**** Supplied material
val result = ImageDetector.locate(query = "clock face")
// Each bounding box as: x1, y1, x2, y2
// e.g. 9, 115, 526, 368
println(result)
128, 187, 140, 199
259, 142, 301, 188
********
The problem:
Output the records above in full, with nothing altered.

Task result:
val result = ImageDetector.locate(query = "clock face")
// Each bounding box as: x1, y1, x2, y2
// e.g. 9, 115, 526, 368
println(result)
128, 187, 140, 199
259, 142, 301, 188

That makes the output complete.